Objectif de l'exercice
Pourriez-vous recopier à l'identique tous les enregistrements ci-dessous, ligne par ligne, sans rien y changer ?

Données

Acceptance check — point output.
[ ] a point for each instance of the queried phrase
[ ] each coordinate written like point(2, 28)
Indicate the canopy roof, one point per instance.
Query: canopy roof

Corrigé
Acceptance check — point output.
[ ] a point for each instance of the queried phrase
[ ] each coordinate written like point(2, 28)
Indicate the canopy roof, one point per instance.
Query: canopy roof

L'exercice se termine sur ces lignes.